25 novembre 2025

En se réunissant à Belém, au cœur de l’Amazonie, la communauté internationale avait promis une COP différente. Moins de grandes déclarations, plus de réponses concrètes à une question simple : non plus que faire pour tenir l’Accord de Paris, mais comment y arriver vraiment, avec des plans, des financements et des règles du jeu claires. La présidence brésilienne avait d’ailleurs mis en avant cette édition comme une « COP de la mise en œuvre », rapidement rebaptisée par beaucoup « COP de la vérité ».
La vérité, au terme de deux semaines de négociations tendues, est un peu inconfortable. Oui, un « paquet de Belém » a été adopté, avec une décision politique centrale, la décision « Global Mutirão », qui fixe un cap sur le financement, l’adaptation et la transition juste. De nouveaux outils voient le jour :
• indicateurs mondiaux d’adaptation,
• fonds tropical pour les forêts,
• mécanisme de transition juste,
• dialogue climat-commerce.
Mais la COP30 s’achève aussi sans feuille de route sur les énergies fossiles, sans trajectoire claire pour la déforestation, et avec une ambition sur le financement qui reste loin de l’urgence climatique. Alors, que devons-nous retenir ?
Organiser la 30ᵉ COP à Belém, en Amazonie, n’était pas un choix neutre. Pour la première fois, une conférence climat se tenait dans une grande ville directement connectée au plus vaste réservoir de biodiversité et de carbone de la planète.
Politiquement, le message était clair : parler climat en Amazonie, c’est mettre les enjeux d’usage des terres, de déforestation, d’agriculture et de droits des peuples autochtones au centre du jeu, loin de l’image de COP organisées dans des pétromonarchies. Pour beaucoup de pays du Sud, c’était aussi l’espoir d’une COP de justice climatique, portée par un grand pays émergent revenu sur le devant de la scène après des années de politiques climatosceptiques.

=======

### Défi 1
Dans l'article sur la COP30, quel nom porte la décision politique centrale du « paquet de Belém » ?
### Défi 2
Présentez en tableau Markdown à deux colonnes, « N° » et « Ligne », les lignes des enregistrements comprises entre leur début et la ligne contenant "617L474 616L474 617ZM189", bornes incluses. Laissez de côté les lignes vides.

(Enregistrements stockés)
=======

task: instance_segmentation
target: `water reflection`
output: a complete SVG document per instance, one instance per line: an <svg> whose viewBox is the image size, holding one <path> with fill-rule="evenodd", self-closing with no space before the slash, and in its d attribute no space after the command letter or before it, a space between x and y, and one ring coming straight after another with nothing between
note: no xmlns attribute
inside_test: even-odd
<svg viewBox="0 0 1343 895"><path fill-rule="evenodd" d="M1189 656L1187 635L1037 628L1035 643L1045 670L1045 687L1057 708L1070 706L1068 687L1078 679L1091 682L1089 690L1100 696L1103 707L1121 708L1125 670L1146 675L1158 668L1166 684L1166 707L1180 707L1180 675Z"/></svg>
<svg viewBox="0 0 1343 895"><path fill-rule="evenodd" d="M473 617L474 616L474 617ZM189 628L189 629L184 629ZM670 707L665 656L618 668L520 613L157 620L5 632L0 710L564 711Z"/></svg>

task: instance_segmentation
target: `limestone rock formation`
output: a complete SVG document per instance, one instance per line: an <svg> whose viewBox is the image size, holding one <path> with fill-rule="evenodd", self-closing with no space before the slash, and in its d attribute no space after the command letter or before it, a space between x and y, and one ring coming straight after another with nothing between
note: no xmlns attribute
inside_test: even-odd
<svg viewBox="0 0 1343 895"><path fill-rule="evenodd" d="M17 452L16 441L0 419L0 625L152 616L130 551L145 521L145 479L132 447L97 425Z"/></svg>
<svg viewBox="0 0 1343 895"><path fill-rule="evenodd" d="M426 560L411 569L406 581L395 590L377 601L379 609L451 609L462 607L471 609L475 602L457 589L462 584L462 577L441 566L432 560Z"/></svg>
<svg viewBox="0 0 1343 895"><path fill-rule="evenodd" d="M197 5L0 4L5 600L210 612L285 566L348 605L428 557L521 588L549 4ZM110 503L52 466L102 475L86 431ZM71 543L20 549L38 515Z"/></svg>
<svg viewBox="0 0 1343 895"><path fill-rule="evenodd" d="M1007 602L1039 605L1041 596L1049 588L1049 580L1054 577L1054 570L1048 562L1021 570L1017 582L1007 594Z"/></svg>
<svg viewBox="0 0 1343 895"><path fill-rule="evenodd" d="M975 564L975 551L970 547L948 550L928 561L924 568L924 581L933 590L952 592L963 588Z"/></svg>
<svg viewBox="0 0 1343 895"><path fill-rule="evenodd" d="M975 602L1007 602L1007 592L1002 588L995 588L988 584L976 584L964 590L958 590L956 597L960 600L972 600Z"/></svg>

=======

### Réponse 1
La décision « Global Mutirão ».

### Réponse 2
| N° | Ligne |
|---|---|
| 1 | task: instance_segmentation |
| 2 | target: `water reflection` |
| 3 | output: a complete SVG document per instance, one instance per line: an <svg> whose viewBox is the image size, holding one <path> with fill-rule="evenodd", self-closing with no space before the slash, and in its d attribute no space after the command letter or before it, a space between x and y, and one ring coming straight after another with nothing between |
| 4 | note: no xmlns attribute |
| 5 | inside_test: even-odd |
| 6 | <svg viewBox="0 0 1343 895"><path fill-rule="evenodd" d="M1189 656L1187 635L1037 628L1035 643L1045 670L1045 687L1057 708L1070 706L1068 687L1078 679L1091 682L1089 690L1100 696L1103 707L1121 708L1125 670L1146 675L1158 668L1166 684L1166 707L1180 707L1180 675Z"/></svg> |
| 7 | <svg viewBox="0 0 1343 895"><path fill-rule="evenodd" d="M473 617L474 616L474 617ZM189 628L189 629L184 629ZM670 707L665 656L618 668L520 613L157 620L5 632L0 710L564 711Z"/></svg> |